*WHAT YOU SHOULD DO:*
Reproduce verbatim the final portion of the material below, from the line containing "Expected output: one marker per instance of the mallet" through its last line, and nothing else.

##############################

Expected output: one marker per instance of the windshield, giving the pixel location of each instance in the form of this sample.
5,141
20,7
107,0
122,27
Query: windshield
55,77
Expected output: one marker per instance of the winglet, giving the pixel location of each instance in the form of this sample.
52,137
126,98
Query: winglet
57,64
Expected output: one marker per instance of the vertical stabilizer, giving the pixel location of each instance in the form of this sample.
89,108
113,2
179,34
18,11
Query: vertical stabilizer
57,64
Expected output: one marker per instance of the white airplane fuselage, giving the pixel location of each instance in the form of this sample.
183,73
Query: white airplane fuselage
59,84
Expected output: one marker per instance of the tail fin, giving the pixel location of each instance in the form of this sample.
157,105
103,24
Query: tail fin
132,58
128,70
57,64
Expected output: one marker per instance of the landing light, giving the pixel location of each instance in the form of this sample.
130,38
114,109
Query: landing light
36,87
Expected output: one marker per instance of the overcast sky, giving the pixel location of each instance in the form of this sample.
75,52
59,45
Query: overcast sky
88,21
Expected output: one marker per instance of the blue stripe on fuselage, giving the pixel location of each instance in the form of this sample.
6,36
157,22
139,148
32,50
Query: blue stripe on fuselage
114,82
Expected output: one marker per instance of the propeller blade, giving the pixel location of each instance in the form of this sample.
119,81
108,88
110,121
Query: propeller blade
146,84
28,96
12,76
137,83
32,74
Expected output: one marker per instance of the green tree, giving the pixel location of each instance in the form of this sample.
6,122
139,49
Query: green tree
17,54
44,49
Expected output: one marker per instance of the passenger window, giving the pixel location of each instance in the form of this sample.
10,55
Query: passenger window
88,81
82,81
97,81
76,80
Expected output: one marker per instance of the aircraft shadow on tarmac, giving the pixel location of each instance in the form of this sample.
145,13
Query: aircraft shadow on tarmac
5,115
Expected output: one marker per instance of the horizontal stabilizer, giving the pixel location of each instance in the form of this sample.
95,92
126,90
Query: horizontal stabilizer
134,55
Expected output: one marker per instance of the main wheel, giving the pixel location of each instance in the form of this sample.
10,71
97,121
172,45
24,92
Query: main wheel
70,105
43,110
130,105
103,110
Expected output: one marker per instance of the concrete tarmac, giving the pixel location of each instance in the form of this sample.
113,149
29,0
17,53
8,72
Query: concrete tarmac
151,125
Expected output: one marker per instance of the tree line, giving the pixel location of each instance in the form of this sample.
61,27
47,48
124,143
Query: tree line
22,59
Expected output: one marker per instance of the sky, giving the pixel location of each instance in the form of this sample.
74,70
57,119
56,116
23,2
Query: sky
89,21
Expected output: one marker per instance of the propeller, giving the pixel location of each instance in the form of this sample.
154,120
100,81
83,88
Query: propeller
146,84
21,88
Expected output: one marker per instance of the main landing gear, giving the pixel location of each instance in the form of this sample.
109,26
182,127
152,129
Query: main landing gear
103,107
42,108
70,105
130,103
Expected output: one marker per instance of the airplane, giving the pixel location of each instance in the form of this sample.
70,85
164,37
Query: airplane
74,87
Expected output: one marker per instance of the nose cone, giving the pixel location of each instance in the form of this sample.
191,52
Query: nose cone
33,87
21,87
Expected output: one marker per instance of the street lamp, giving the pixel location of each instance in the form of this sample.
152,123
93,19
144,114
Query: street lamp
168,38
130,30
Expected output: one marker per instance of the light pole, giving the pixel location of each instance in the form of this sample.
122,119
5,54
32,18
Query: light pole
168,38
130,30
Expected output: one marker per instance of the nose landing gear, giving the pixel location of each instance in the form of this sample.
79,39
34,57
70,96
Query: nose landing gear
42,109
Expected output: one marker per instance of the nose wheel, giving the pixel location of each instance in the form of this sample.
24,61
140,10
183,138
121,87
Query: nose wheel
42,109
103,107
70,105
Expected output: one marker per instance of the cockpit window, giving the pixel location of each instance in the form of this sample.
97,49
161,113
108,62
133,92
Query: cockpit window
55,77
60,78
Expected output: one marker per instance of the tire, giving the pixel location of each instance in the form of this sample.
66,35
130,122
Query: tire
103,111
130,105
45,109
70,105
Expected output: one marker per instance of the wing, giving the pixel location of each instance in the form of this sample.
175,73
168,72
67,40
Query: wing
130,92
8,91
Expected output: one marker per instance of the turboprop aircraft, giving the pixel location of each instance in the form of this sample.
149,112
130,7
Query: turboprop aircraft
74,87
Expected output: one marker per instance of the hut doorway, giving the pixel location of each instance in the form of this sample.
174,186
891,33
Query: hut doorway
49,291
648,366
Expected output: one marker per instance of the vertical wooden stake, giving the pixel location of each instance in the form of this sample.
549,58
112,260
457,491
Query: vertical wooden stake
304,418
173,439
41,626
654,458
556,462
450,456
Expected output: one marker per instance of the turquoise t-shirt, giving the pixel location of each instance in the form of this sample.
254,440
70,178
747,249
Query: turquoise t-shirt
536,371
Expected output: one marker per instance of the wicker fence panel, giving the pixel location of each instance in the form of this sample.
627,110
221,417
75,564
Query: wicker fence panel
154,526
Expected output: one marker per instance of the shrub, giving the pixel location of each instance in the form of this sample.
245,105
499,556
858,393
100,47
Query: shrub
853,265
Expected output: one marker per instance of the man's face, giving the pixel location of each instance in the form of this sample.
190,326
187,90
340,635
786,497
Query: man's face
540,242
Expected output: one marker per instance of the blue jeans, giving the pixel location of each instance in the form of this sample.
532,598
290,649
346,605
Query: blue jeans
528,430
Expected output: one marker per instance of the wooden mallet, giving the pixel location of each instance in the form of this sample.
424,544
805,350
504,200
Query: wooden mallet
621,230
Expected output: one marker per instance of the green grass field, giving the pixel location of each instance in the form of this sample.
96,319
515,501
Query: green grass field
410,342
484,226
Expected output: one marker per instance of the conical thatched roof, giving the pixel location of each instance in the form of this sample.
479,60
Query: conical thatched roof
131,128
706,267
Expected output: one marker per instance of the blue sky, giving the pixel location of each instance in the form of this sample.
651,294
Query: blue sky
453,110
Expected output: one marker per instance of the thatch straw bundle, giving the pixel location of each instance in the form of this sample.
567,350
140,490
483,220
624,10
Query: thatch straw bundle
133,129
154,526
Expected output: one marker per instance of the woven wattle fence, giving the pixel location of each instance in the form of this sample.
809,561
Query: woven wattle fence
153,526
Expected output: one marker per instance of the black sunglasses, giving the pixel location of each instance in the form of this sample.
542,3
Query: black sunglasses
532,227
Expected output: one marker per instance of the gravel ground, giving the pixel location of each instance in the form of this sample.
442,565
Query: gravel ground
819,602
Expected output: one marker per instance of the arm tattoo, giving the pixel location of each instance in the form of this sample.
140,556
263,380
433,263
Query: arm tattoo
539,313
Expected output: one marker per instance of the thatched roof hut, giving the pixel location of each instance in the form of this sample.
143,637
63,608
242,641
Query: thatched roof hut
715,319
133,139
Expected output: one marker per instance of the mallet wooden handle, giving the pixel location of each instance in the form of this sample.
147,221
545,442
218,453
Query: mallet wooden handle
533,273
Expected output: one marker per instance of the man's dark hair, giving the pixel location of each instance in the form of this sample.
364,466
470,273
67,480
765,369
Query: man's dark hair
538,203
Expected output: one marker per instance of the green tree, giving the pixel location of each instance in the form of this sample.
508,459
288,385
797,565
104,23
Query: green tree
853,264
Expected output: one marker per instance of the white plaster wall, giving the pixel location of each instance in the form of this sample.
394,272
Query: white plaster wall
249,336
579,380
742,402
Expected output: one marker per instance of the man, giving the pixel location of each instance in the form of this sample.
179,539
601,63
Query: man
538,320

##############################

*ANSWER TO THIS PROBLEM:*
Expected output: one marker per instance of the mallet wooden handle, giving the pixel location of each instance in the form of this sample.
147,221
545,442
218,453
Query: mallet wooden handle
533,273
Expected output: one marker per instance of the man's dark hair, giving the pixel location of each instance in the form of this sample.
364,466
470,273
67,480
765,369
Query: man's dark hair
538,203
Expected output: one marker per instance of the green tree, giving the pixel location of each instance in the form of this sample.
508,459
288,385
797,565
104,23
Query: green tree
853,264
Expected output: one marker per instance of the white plaster wall, giving the pixel location of each instance in the form of this sample.
394,272
Query: white plaster wall
249,336
579,380
742,402
Expected output: one marker per instance of the man, giving the pixel location of each instance in the form of this sample.
179,539
601,63
Query: man
538,320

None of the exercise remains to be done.